What to do:
1. In the job-hunting forum thread, who did the recently returned expat turn to for help getting in the door?
2. List every kind of job listing that the job-hunting forum thread describes as not being a real opportunity.

Text segment:
□ □ □ □
Also, as a recently returned American expat. It was really, really hard.
Things that were important to me while working in Europe, like GDPR, had no
equivalent in the US. I turned to old alumni friends to get me in the door.
That proved more effective than spraying resumes.

------
caseyf7
Unfortunately, a trend that I’ve seen in recent years is listed jobs that are
not real opportunities. They may be either:

Listings intended to show investors, current employees, and others that the
company is growing.

H1B required listings that are effectively taken.

Positions that executives want filled so the manager lists them with no
intention of actually hiring anyone.

I’m sure there are many other reasons why applications are not getting a
serious review.

------
brunojppb
My experience is That being part of of the local community, go to meetups, get
to know people from different companies and making more friends in the field
is way more important than applying for jobs. At the end of the day, a
recommendation will throw you in front of the queue and sometimes you skip the
interview process entirely.
□ □ □ □
Image segmentation entries
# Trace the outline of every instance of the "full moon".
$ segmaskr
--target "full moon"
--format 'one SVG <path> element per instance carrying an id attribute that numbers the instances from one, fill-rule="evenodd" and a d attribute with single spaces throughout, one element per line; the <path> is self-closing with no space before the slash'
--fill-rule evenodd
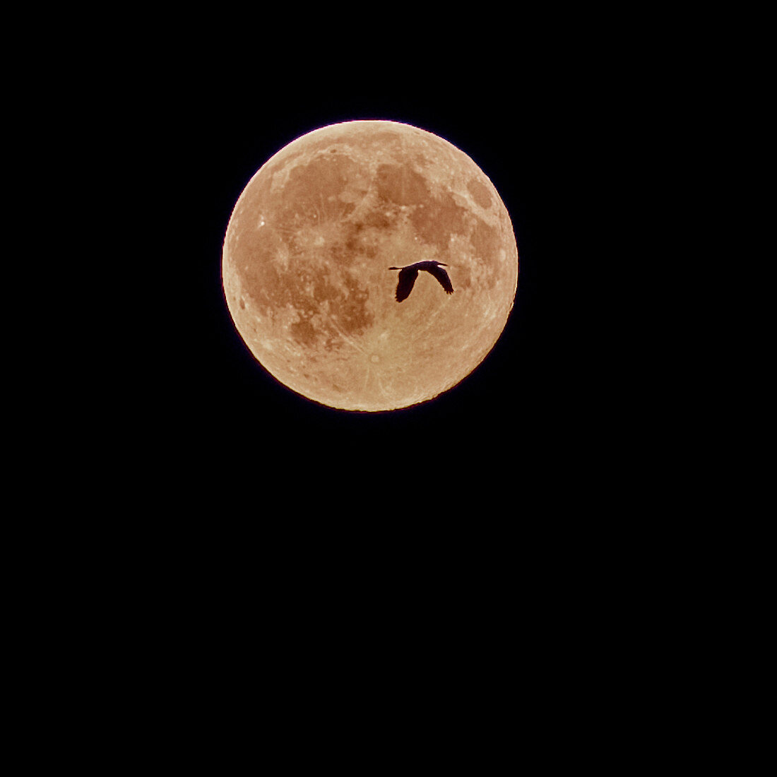
<path id="1" fill-rule="evenodd" d="M 397 302 L 401 267 L 436 260 Z M 315 402 L 392 410 L 467 377 L 515 298 L 518 253 L 493 184 L 463 152 L 393 121 L 293 141 L 253 176 L 224 240 L 224 294 L 260 364 Z"/>

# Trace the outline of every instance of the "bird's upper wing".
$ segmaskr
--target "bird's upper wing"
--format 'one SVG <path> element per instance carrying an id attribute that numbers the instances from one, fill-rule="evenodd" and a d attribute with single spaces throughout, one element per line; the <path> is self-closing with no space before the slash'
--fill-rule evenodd
<path id="1" fill-rule="evenodd" d="M 442 267 L 430 267 L 429 272 L 440 281 L 441 285 L 448 294 L 453 294 L 453 285 L 451 283 L 451 279 L 448 277 L 448 273 Z"/>
<path id="2" fill-rule="evenodd" d="M 399 270 L 399 280 L 396 284 L 396 301 L 401 302 L 407 299 L 413 291 L 413 284 L 418 277 L 418 270 L 415 267 L 405 267 Z"/>

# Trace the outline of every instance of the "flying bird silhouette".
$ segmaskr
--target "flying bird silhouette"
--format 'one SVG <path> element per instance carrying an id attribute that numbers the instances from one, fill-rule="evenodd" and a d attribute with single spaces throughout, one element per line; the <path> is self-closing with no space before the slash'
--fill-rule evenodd
<path id="1" fill-rule="evenodd" d="M 448 267 L 442 262 L 416 262 L 415 264 L 409 264 L 406 267 L 389 267 L 389 270 L 399 270 L 399 280 L 396 284 L 396 301 L 401 302 L 410 296 L 416 278 L 418 277 L 419 270 L 425 270 L 434 275 L 440 281 L 440 285 L 445 290 L 446 294 L 453 294 L 451 279 L 448 277 L 448 273 L 440 267 L 441 264 L 443 267 Z"/>

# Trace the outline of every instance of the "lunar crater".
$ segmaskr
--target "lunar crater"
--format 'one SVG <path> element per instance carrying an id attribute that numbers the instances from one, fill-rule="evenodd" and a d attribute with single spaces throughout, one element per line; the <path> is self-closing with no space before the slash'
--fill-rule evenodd
<path id="1" fill-rule="evenodd" d="M 429 259 L 448 265 L 456 293 L 421 273 L 397 303 L 388 267 Z M 430 399 L 475 369 L 504 326 L 517 269 L 507 209 L 474 162 L 382 121 L 323 127 L 270 159 L 235 204 L 222 260 L 227 304 L 259 361 L 311 399 L 373 411 Z"/>

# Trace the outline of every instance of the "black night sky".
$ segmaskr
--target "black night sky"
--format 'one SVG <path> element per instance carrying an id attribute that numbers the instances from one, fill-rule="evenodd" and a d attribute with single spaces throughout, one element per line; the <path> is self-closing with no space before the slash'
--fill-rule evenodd
<path id="1" fill-rule="evenodd" d="M 166 70 L 144 127 L 159 235 L 145 266 L 161 278 L 142 394 L 158 450 L 217 490 L 292 472 L 319 489 L 347 490 L 354 479 L 388 494 L 382 483 L 420 467 L 455 502 L 462 491 L 520 490 L 522 476 L 532 488 L 554 482 L 588 413 L 592 362 L 581 358 L 580 306 L 568 303 L 570 277 L 592 251 L 584 214 L 595 207 L 600 128 L 593 88 L 569 62 L 505 51 L 479 69 L 443 66 L 436 51 L 391 63 L 368 48 L 323 68 L 319 47 L 294 68 L 251 50 L 216 68 L 193 57 Z M 279 384 L 243 344 L 221 284 L 224 233 L 253 173 L 306 132 L 371 118 L 420 127 L 469 155 L 507 208 L 520 257 L 512 313 L 476 371 L 385 413 L 333 409 Z"/>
□ □ □ □
Solutions to the exercise:
1. Old alumni friends.

2.
- Listings intended to show investors, current employees, and others that the company is growing
- H1B required listings that are effectively taken
- Positions that executives want filled, which the manager lists with no intention of actually hiring anyone